### CONSIGNE
Résumez en quelques phrases le paragraphe de l'extrait qui commence par « Vive l'Allemagne ! », en conservant ses faits principaux.

##### EXTRAIT

Modèle ? Les Allemands n'ont ni ISF ni bouclier fiscal. Nicolas Sarkozy veut donc les copier. Sauf que...
Vive l'Allemagne ! La semaine dernière, Nicolas Sarkozy expliquait aux Français à la télévision qu'il fallait absolument que la France copie la fiscalité allemande, qu'elle supprime l'ISF et le bouclier fiscal pour rester compétitive, éviter les délocalisations et remettre en ordre les finances publiques. Au même instant, rue Cambon, à Paris, dans les locaux de la Cour des comptes, une vingtaine de personnes planchaient déjà sur le sujet. Un chef d'entreprise qui travaille beaucoup en Allemagne, plusieurs économistes de renom, un avocat fiscaliste, un expert-comptable, un professeur de droit... C'est Didier Migaud, le président de la Cour des comptes, qui a appelé ces experts voilà quelques semaines. En leur demandant d'aider ses équipes à résoudre un casse-tête d'envergure : décortiquer la fiscalité allemande et surtout copier ce qu'elle a de meilleur. Il y a urgence. Courant janvier, Migaud doit remettre à l'Elysée son rapport sur le sujet et cela fait plusieurs mois que, dans sa grande maison, on s'arrache les cheveux. Ce soir-là, les magistrats racontent à leurs invités où ils en sont de leurs travaux. Ils pensent avoir enfin compris toutes les subtilités d'un des gros morceaux de leur étude : la taxation des bénéfices des entreprises allemandes. Ce n'est qu'un brouillon. Mais ils ont déjà quelques biscuits. Ils ont même débusqué deux ou trois dispositions transposables en France. Sauf que, sitôt l'exposé terminé, patatras... En deux ou trois arguments, un des intervenants démonte une à une leurs belles trouvailles. Tout est à refaire.

##########
##### ENTRÉES RÉPERTORIÉES

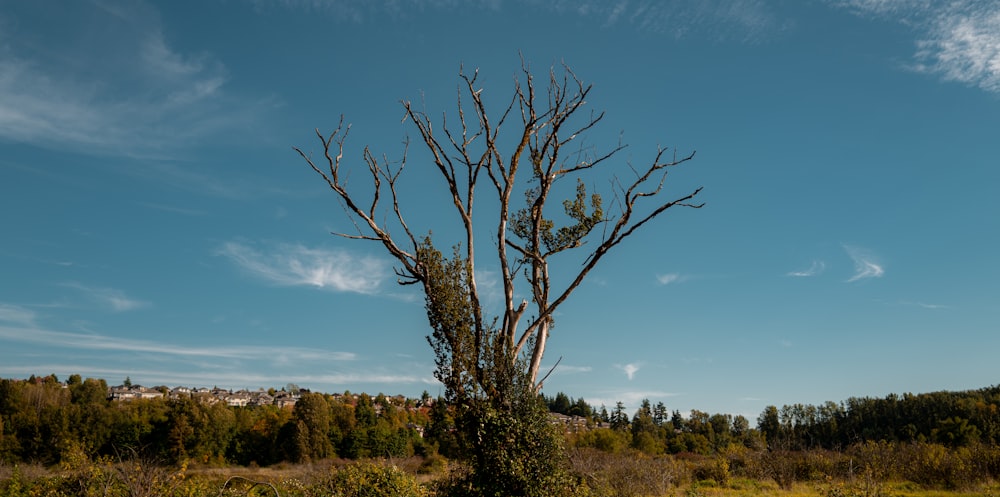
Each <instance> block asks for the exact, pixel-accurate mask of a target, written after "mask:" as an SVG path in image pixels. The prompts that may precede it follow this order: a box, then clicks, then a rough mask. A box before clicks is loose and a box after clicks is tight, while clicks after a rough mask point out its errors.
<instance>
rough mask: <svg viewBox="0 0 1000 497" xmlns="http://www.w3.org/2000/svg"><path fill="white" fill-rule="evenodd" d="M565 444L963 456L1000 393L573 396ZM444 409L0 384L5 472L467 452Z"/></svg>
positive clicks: (58, 383)
mask: <svg viewBox="0 0 1000 497" xmlns="http://www.w3.org/2000/svg"><path fill="white" fill-rule="evenodd" d="M544 400H545V402H546V403H547V404H548V406H549V409H550V411H552V412H556V413H560V414H565V415H567V416H578V417H579V418H576V419H575V420H572V421H566V426H565V429H566V432H567V440H568V443H570V444H571V445H574V446H577V447H594V448H597V449H600V450H603V451H606V452H618V451H621V450H624V449H635V450H640V451H642V452H645V453H648V454H677V453H695V454H703V455H713V454H720V453H723V452H725V451H726V450H728V449H730V448H731V447H732V446H738V447H743V448H745V449H748V450H752V451H768V450H769V449H770V450H808V449H831V450H841V449H847V448H849V447H852V446H856V445H857V444H860V443H864V442H868V441H875V442H880V441H887V442H900V443H907V442H917V443H928V444H940V445H942V446H947V447H952V448H959V447H968V446H975V445H978V444H983V445H993V446H996V445H997V444H998V442H1000V412H998V411H1000V387H989V388H984V389H980V390H970V391H965V392H936V393H928V394H919V395H913V394H904V395H902V396H899V395H889V396H887V397H886V398H851V399H848V400H847V401H845V402H842V403H839V404H837V403H833V402H827V403H825V404H823V405H820V406H811V405H801V404H796V405H791V406H784V407H781V408H777V407H774V406H770V407H768V408H766V409H765V410H764V412H763V413H761V415H760V416H759V417H758V419H757V424H756V427H752V426H751V422H750V421H749V420H747V419H746V418H745V417H743V416H731V415H728V414H709V413H705V412H701V411H697V410H693V411H691V412H690V413H689V414H688V415H682V414H681V413H680V412H678V411H676V410H674V411H669V410H668V409H667V407H666V406H665V405H664V404H663V403H662V402H660V403H657V404H656V405H652V404H651V403H650V402H649V401H648V400H646V401H643V402H642V404H641V406H640V407H639V409H638V410H636V411H635V412H634V413H633V414H632V415H629V413H627V412H626V411H625V408H624V405H623V404H622V403H620V402H619V403H617V404H616V406H615V407H614V408H613V409H612V410H611V411H610V412H608V410H607V409H606V408H605V407H604V406H602V407H601V408H600V409H594V408H593V407H592V406H590V405H588V404H587V403H586V401H584V400H583V399H573V398H571V397H568V396H566V395H565V394H563V393H561V392H560V393H558V394H556V395H555V396H554V397H544ZM453 428H454V425H453V421H452V419H451V416H450V412H449V410H448V408H447V406H446V405H445V403H444V402H442V401H438V402H434V400H433V399H430V397H429V396H428V395H426V394H425V395H424V398H422V399H400V398H392V397H386V396H383V395H378V396H375V397H371V396H369V395H366V394H360V395H351V394H350V393H349V392H347V393H345V395H329V394H324V393H313V392H305V393H301V395H300V397H299V398H298V401H297V402H296V404H295V406H294V407H291V408H281V407H278V406H273V405H262V406H252V407H231V406H227V405H226V404H225V403H223V402H212V401H206V400H205V399H199V398H197V397H195V396H181V397H174V398H167V397H163V398H152V399H134V400H129V401H111V400H109V399H108V386H107V384H106V382H105V381H104V380H100V379H92V378H87V379H82V378H81V377H80V376H79V375H73V376H71V377H70V378H69V379H68V380H67V381H66V382H65V383H64V382H60V381H59V380H58V379H57V378H56V377H55V376H54V375H50V376H46V377H32V378H30V379H29V380H13V379H3V380H0V463H6V464H13V463H19V462H34V463H41V464H56V463H60V462H64V461H67V460H74V459H76V460H78V459H80V458H86V459H89V460H99V459H101V458H112V459H113V458H117V457H120V456H121V455H122V454H123V453H124V452H126V451H130V452H135V451H141V452H142V453H143V454H144V455H148V456H151V457H153V458H155V459H156V460H158V461H161V462H162V463H164V464H176V463H180V462H183V461H197V462H200V463H205V464H220V465H221V464H239V465H254V464H256V465H261V466H264V465H270V464H274V463H278V462H282V461H292V462H302V461H309V460H317V459H323V458H328V457H342V458H360V457H405V456H410V455H428V454H433V453H440V454H442V455H445V456H448V457H451V456H452V455H454V454H455V453H456V451H457V441H456V440H455V438H454V437H455V435H454V429H453Z"/></svg>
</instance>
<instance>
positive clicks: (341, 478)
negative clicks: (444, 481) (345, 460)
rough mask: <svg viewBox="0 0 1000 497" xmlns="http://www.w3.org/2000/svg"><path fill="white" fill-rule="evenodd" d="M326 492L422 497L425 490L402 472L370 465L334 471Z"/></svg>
mask: <svg viewBox="0 0 1000 497" xmlns="http://www.w3.org/2000/svg"><path fill="white" fill-rule="evenodd" d="M334 471H335V472H334V474H333V475H332V476H331V478H330V479H329V480H328V481H327V483H326V485H325V486H326V490H329V491H331V492H332V494H333V495H336V496H338V497H424V496H426V495H428V494H427V490H426V489H425V488H423V487H422V486H420V484H419V483H417V480H416V479H415V478H414V477H413V476H412V475H410V474H409V473H406V472H405V471H403V470H401V469H399V468H397V467H395V466H386V465H382V464H377V463H374V462H370V461H368V462H359V463H355V464H351V465H348V466H344V467H342V468H340V469H337V470H334Z"/></svg>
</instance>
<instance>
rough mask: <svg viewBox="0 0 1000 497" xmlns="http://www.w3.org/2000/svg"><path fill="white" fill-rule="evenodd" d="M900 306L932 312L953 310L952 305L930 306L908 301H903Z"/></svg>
mask: <svg viewBox="0 0 1000 497" xmlns="http://www.w3.org/2000/svg"><path fill="white" fill-rule="evenodd" d="M899 304H900V305H906V306H913V307H920V308H922V309H930V310H938V309H951V308H952V307H951V306H950V305H943V304H928V303H926V302H912V301H907V300H901V301H900V302H899Z"/></svg>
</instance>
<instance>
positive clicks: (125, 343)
mask: <svg viewBox="0 0 1000 497" xmlns="http://www.w3.org/2000/svg"><path fill="white" fill-rule="evenodd" d="M0 340H4V341H8V342H19V343H31V344H36V345H45V346H46V347H47V348H70V349H77V350H98V351H114V352H130V353H143V354H149V355H151V356H174V357H187V358H197V357H203V358H215V359H241V360H248V361H267V362H269V363H276V364H295V363H301V362H303V361H314V362H315V361H331V360H334V361H349V360H353V359H355V354H353V353H350V352H336V351H328V350H322V349H318V348H309V347H287V346H266V347H265V346H250V345H229V344H226V345H218V346H197V347H190V346H183V345H177V344H172V343H167V342H158V341H152V340H136V339H130V338H125V337H118V336H108V335H101V334H84V333H72V332H65V331H55V330H49V329H44V328H37V327H33V326H4V325H0Z"/></svg>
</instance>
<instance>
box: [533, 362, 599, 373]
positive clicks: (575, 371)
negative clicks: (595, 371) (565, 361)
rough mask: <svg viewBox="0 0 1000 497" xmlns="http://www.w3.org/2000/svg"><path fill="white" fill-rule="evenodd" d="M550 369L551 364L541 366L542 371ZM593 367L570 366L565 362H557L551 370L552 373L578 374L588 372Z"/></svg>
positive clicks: (551, 366) (582, 366) (545, 370)
mask: <svg viewBox="0 0 1000 497" xmlns="http://www.w3.org/2000/svg"><path fill="white" fill-rule="evenodd" d="M550 369H552V365H548V366H542V370H543V371H548V370H550ZM593 370H594V368H592V367H590V366H570V365H567V364H559V365H558V366H556V368H555V369H553V370H552V374H554V375H558V374H579V373H589V372H591V371H593Z"/></svg>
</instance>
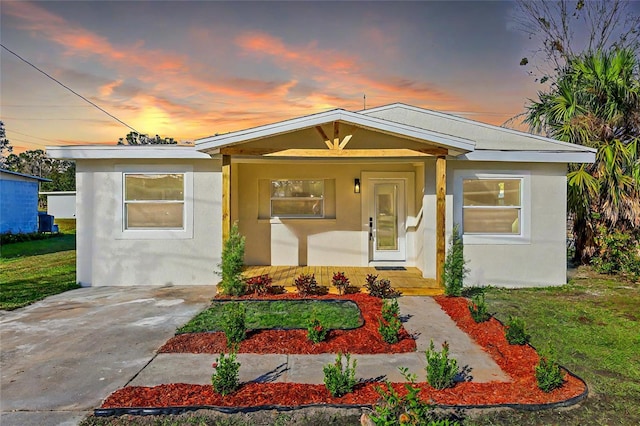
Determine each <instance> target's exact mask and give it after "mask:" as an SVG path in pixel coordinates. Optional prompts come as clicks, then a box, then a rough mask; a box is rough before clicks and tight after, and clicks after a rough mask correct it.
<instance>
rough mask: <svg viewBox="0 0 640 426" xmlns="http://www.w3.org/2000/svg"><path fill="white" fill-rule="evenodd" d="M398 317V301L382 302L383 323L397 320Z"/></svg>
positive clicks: (382, 316)
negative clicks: (385, 321) (394, 317)
mask: <svg viewBox="0 0 640 426" xmlns="http://www.w3.org/2000/svg"><path fill="white" fill-rule="evenodd" d="M399 316H400V306H398V299H393V300H391V301H390V302H388V301H386V300H385V301H383V302H382V318H383V319H384V320H385V321H391V319H392V318H394V317H395V318H398V317H399Z"/></svg>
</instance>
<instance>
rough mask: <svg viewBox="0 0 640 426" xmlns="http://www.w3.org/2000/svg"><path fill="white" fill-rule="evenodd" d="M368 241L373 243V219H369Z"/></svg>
mask: <svg viewBox="0 0 640 426" xmlns="http://www.w3.org/2000/svg"><path fill="white" fill-rule="evenodd" d="M369 241H373V218H372V217H370V218H369Z"/></svg>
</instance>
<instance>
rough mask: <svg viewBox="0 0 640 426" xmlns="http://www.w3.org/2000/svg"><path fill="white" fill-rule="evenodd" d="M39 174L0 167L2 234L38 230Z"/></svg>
mask: <svg viewBox="0 0 640 426" xmlns="http://www.w3.org/2000/svg"><path fill="white" fill-rule="evenodd" d="M40 182H51V181H50V180H49V179H44V178H41V177H38V176H31V175H26V174H23V173H17V172H12V171H9V170H5V169H0V234H6V233H9V232H10V233H12V234H23V233H24V234H27V233H31V232H36V231H38V189H39V185H40Z"/></svg>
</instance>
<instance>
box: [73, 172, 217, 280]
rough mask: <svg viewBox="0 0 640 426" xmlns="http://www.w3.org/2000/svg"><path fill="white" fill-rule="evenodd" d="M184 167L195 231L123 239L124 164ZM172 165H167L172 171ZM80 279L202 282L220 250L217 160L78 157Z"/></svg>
mask: <svg viewBox="0 0 640 426" xmlns="http://www.w3.org/2000/svg"><path fill="white" fill-rule="evenodd" d="M181 166H184V167H188V168H189V170H192V173H193V192H192V199H189V200H185V201H186V202H188V203H190V204H191V206H192V209H191V210H189V209H188V210H187V211H188V212H190V214H191V215H192V224H193V230H192V231H193V232H192V235H191V236H188V237H166V238H165V237H160V238H159V237H157V236H154V235H153V233H154V232H156V231H150V233H149V238H144V237H142V238H127V237H126V234H125V233H123V232H122V229H123V224H122V219H121V218H122V213H121V211H122V208H123V207H122V202H121V199H122V195H121V194H122V171H121V170H120V169H121V168H122V167H126V168H127V169H128V170H136V168H137V167H139V168H140V171H146V170H148V168H149V167H152V168H155V170H159V171H160V170H162V169H163V167H166V168H175V167H178V168H180V167H181ZM172 170H173V169H171V171H172ZM76 183H77V188H78V194H79V198H78V202H77V223H76V225H77V233H78V257H77V258H78V261H77V262H78V280H79V281H80V282H81V284H82V285H91V286H108V285H116V286H117V285H121V286H133V285H136V286H144V285H203V284H204V285H206V284H215V283H216V282H218V281H219V277H218V276H216V275H214V271H215V270H217V269H218V268H217V265H218V263H219V262H220V253H221V250H222V248H221V242H222V241H221V240H222V238H221V226H220V218H221V216H222V213H221V202H220V194H221V173H220V162H219V161H213V160H208V161H200V160H195V161H193V160H154V161H145V160H129V161H127V160H117V161H116V160H92V161H82V160H80V161H78V162H77V182H76Z"/></svg>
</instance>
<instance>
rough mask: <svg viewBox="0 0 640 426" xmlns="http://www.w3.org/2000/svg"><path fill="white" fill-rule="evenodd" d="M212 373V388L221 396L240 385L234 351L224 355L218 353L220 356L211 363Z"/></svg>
mask: <svg viewBox="0 0 640 426" xmlns="http://www.w3.org/2000/svg"><path fill="white" fill-rule="evenodd" d="M213 368H214V369H215V371H214V373H213V374H212V375H211V384H212V385H213V389H214V390H215V391H216V392H217V393H219V394H220V395H222V396H225V395H229V394H230V393H233V392H235V391H236V390H237V389H238V387H240V379H239V372H240V363H239V362H237V361H236V354H235V352H231V353H230V354H229V356H227V357H225V356H224V354H220V358H217V359H216V362H214V363H213Z"/></svg>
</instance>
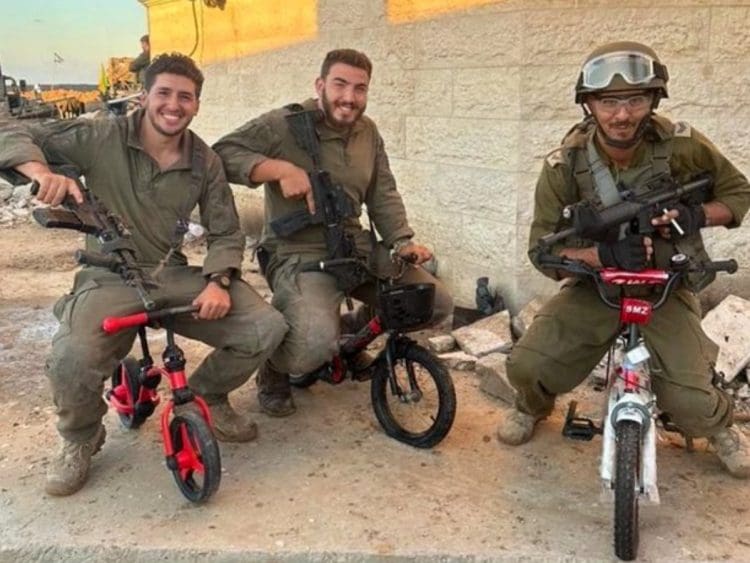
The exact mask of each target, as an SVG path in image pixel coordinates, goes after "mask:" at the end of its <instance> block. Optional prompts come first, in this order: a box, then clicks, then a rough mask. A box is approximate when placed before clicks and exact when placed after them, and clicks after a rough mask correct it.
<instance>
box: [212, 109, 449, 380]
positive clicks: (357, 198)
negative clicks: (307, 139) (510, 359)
mask: <svg viewBox="0 0 750 563" xmlns="http://www.w3.org/2000/svg"><path fill="white" fill-rule="evenodd" d="M317 107H318V106H317V101H316V100H314V99H309V100H307V101H305V102H304V103H303V104H301V109H304V110H313V109H317ZM291 111H292V110H291V109H290V108H283V109H278V110H274V111H271V112H269V113H267V114H265V115H262V116H260V117H258V118H257V119H254V120H252V121H250V122H248V123H247V124H245V125H244V126H242V127H240V128H239V129H237V130H236V131H234V132H232V133H230V134H228V135H226V136H225V137H223V138H222V139H220V140H219V141H218V142H217V143H216V144H215V145H214V150H216V152H217V153H218V154H219V156H220V157H221V158H222V160H223V161H224V167H225V169H226V171H227V177H228V178H229V181H230V182H235V183H241V184H246V185H249V186H250V187H257V184H256V185H253V184H252V183H251V182H250V179H249V178H250V173H251V171H252V170H253V168H254V167H255V166H257V165H258V164H259V163H261V162H263V161H264V160H266V159H269V158H271V159H281V160H286V161H288V162H291V163H293V164H295V165H296V166H299V167H300V168H303V169H305V170H307V171H311V170H312V169H313V163H312V159H311V158H310V156H309V155H308V154H307V153H306V152H305V151H304V150H303V149H302V148H300V146H299V145H298V144H297V142H296V140H295V138H294V135H293V133H292V131H291V129H290V127H289V125H288V123H287V120H286V116H287V115H289V114H290V112H291ZM316 132H317V135H318V138H319V141H320V153H321V167H322V169H323V170H326V171H327V172H329V173H330V175H331V179H332V181H333V183H334V184H337V185H340V186H342V188H343V189H344V191H345V193H346V195H347V196H348V197H349V198H350V199H351V201H353V202H354V203H355V206H354V207H355V209H356V213H357V216H354V217H350V218H348V219H346V222H345V229H346V231H347V232H348V233H350V234H352V235H353V236H354V238H355V241H356V246H357V250H358V252H359V253H360V254H361V255H363V256H367V255H369V254H370V253H371V252H372V250H371V248H372V246H371V241H370V237H369V236H368V233H367V232H366V231H364V230H363V229H362V227H361V225H360V222H359V217H358V215H359V214H361V207H362V204H365V205H366V206H367V210H368V213H369V215H370V217H371V218H372V220H373V223H374V225H375V227H376V228H377V230H378V232H379V233H380V235H381V236H382V238H383V240H382V243H381V244H380V245H378V249H377V254H376V258H377V260H376V261H375V262H376V263H378V264H380V265H381V266H383V265H384V264H385V263H387V262H388V261H389V260H388V255H387V251H386V249H387V248H390V247H391V246H393V244H394V243H395V242H396V241H399V240H403V239H409V238H411V237H412V236H413V235H414V232H413V231H412V229H411V228H410V227H409V224H408V222H407V220H406V212H405V209H404V205H403V202H402V200H401V196H400V195H399V193H398V191H397V190H396V181H395V179H394V177H393V174H392V173H391V170H390V166H389V164H388V157H387V155H386V152H385V148H384V145H383V139H382V138H381V137H380V134H379V133H378V130H377V128H376V126H375V124H374V123H373V121H372V120H371V119H369V118H368V117H366V116H362V117H361V118H360V119H359V120H357V122H356V123H355V124H354V125H353V127H352V128H351V129H350V130H348V131H346V132H341V131H337V130H335V129H332V128H330V127H328V126H327V125H326V123H325V122H323V121H321V122H318V123H317V124H316ZM265 205H266V213H265V215H266V225H268V223H269V222H270V221H271V220H273V219H275V218H278V217H282V216H285V215H287V214H289V213H292V212H294V211H298V210H299V209H304V208H305V202H304V201H299V200H288V199H285V198H284V197H283V195H282V193H281V189H280V187H279V184H278V182H270V183H269V184H268V185H267V186H266V190H265ZM264 247H266V248H270V249H272V253H271V260H270V262H269V264H268V267H267V270H266V277H267V279H268V280H269V285H270V286H271V288H272V289H273V292H274V296H273V301H272V303H273V305H274V306H275V307H277V308H278V309H279V310H280V311H281V312H282V313H284V316H285V318H286V320H287V322H288V323H289V326H290V330H289V333H288V334H287V337H286V339H285V341H284V343H283V344H282V345H281V346H280V347H279V349H278V350H277V352H276V353H274V355H273V356H272V357H271V363H272V364H273V367H274V368H276V369H277V370H279V371H281V372H286V373H305V372H309V371H311V370H313V369H315V368H317V367H319V366H320V365H321V364H323V363H325V362H326V361H328V360H330V358H331V356H332V355H333V354H334V353H335V351H336V348H337V341H338V335H339V314H338V311H339V307H340V304H341V302H342V300H343V298H344V294H343V293H342V292H341V291H340V290H338V289H337V287H336V282H335V280H334V279H333V278H332V277H331V276H329V275H327V274H321V273H314V272H304V273H299V272H298V268H299V265H300V264H301V263H303V262H307V261H311V260H321V259H324V258H325V257H326V246H325V239H324V227H323V226H322V225H311V226H309V227H307V228H305V229H302V230H300V231H298V232H296V233H294V234H293V235H291V236H289V237H285V238H283V239H282V238H277V237H276V236H275V235H274V234H273V233H272V231H271V230H270V228H266V229H265V236H264ZM401 281H402V282H403V283H422V282H428V283H434V284H435V286H436V298H435V313H434V317H433V321H437V320H439V319H441V318H444V317H445V316H447V315H448V314H450V312H451V310H452V300H451V298H450V296H449V294H448V292H447V291H446V289H445V287H444V286H443V284H442V283H440V282H439V281H438V280H436V279H435V278H434V277H433V276H431V275H430V274H428V273H427V272H426V271H425V270H424V269H422V268H410V269H409V270H408V271H407V273H406V274H405V275H404V277H403V278H401ZM353 295H354V297H356V298H358V299H362V300H365V301H366V302H372V301H373V300H374V288H373V287H371V284H365V285H364V286H361V287H359V288H357V289H356V290H355V291H354V292H353Z"/></svg>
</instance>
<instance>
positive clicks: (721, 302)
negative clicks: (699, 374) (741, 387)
mask: <svg viewBox="0 0 750 563" xmlns="http://www.w3.org/2000/svg"><path fill="white" fill-rule="evenodd" d="M701 325H702V326H703V330H704V331H706V334H707V335H708V336H709V337H710V338H711V340H713V341H714V342H715V343H716V344H717V345H718V346H719V357H718V359H717V360H716V370H717V371H719V372H720V373H721V374H723V377H724V380H725V381H732V380H733V379H734V378H735V377H736V376H737V374H738V373H739V372H740V371H742V369H743V368H744V367H745V366H746V365H747V364H748V362H749V361H750V301H747V300H745V299H741V298H739V297H735V296H734V295H730V296H729V297H727V298H726V299H724V301H722V302H721V303H720V304H719V306H718V307H716V308H715V309H713V310H711V311H709V312H708V314H707V315H706V317H705V318H704V319H703V322H702V323H701Z"/></svg>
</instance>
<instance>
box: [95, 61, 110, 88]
mask: <svg viewBox="0 0 750 563" xmlns="http://www.w3.org/2000/svg"><path fill="white" fill-rule="evenodd" d="M97 87H98V89H99V91H100V92H101V93H102V95H104V94H106V93H107V92H108V91H109V79H108V78H107V72H106V71H105V70H104V65H99V84H98V86H97Z"/></svg>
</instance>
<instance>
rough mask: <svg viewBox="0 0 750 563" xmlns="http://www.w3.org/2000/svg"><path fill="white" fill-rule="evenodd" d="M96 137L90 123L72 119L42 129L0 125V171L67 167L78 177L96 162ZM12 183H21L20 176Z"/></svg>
mask: <svg viewBox="0 0 750 563" xmlns="http://www.w3.org/2000/svg"><path fill="white" fill-rule="evenodd" d="M101 146H102V143H100V142H99V135H98V132H97V128H96V125H95V124H94V122H93V121H92V120H85V119H76V120H73V121H58V122H54V123H50V124H44V125H26V124H23V125H22V124H17V123H12V122H5V123H0V169H12V168H15V167H16V166H18V165H20V164H23V163H25V162H30V161H36V162H42V163H44V164H50V165H52V164H70V165H74V166H76V167H77V168H78V169H79V170H80V171H81V173H82V174H85V173H86V171H87V170H88V169H89V168H90V166H91V164H92V163H93V162H96V160H97V158H98V153H99V149H100V147H101ZM15 180H17V181H19V182H23V181H25V180H24V179H23V178H22V177H21V176H20V175H17V178H15Z"/></svg>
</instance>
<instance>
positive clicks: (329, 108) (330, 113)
mask: <svg viewBox="0 0 750 563" xmlns="http://www.w3.org/2000/svg"><path fill="white" fill-rule="evenodd" d="M320 101H321V103H322V105H323V113H325V116H326V121H328V123H330V124H331V125H333V126H334V127H336V128H339V129H345V128H349V127H351V126H353V125H354V124H355V123H356V122H357V121H358V120H359V118H360V117H362V114H363V113H365V109H366V108H367V104H362V105H361V106H359V105H357V104H355V103H347V104H344V103H340V102H339V103H332V102H331V101H330V100H329V99H328V96H327V95H326V91H325V89H324V90H323V92H322V93H321V95H320ZM339 106H349V107H350V108H351V112H352V114H351V117H349V118H347V119H337V118H336V117H335V116H334V111H335V110H336V107H339Z"/></svg>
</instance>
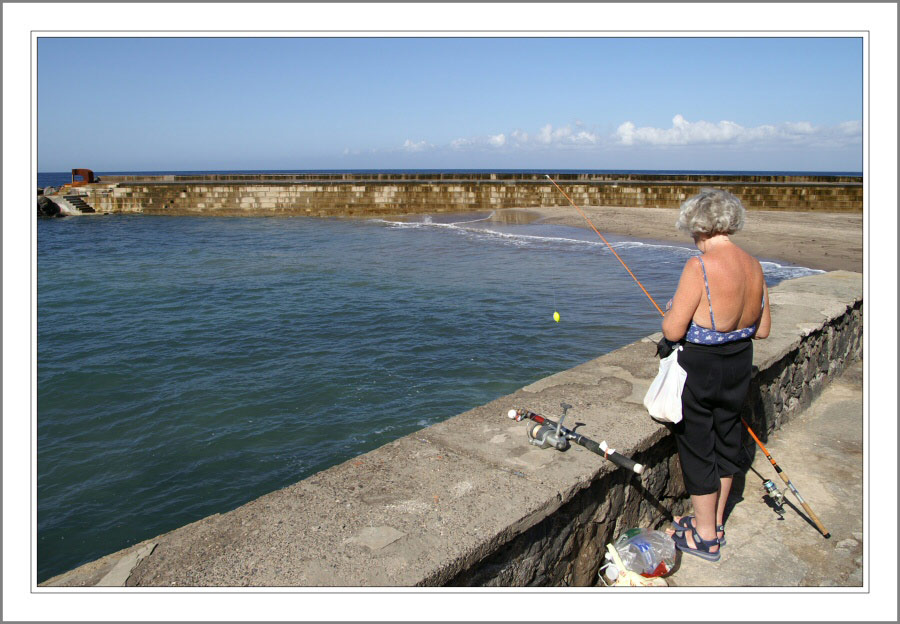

##########

### VOTRE RÉPONSE
La semaine dernière, Nicolas Sarkozy a déclaré à la télévision que la France devait copier la fiscalité allemande et supprimer l'ISF et le bouclier fiscal. Selon lui, cela lui permettrait de rester compétitive, d'éviter les délocalisations et d'assainir les finances publiques. Au même moment, à la Cour des comptes, une vingtaine d'experts réunis par son président, Didier Migaud, travaillaient déjà à décortiquer ce système pour en reprendre le meilleur. Parmi eux figuraient un chef d'entreprise, des économistes, un avocat fiscaliste, un expert-comptable et un professeur de droit. Le rapport doit être remis à l'Élysée en janvier. Ce soir-là, les magistrats ont présenté un brouillon sur la taxation des bénéfices des entreprises allemandes, avec quelques dispositions jugées transposables en France. Un intervenant a toutefois démonté ces trouvailles en quelques arguments, et tout est à refaire.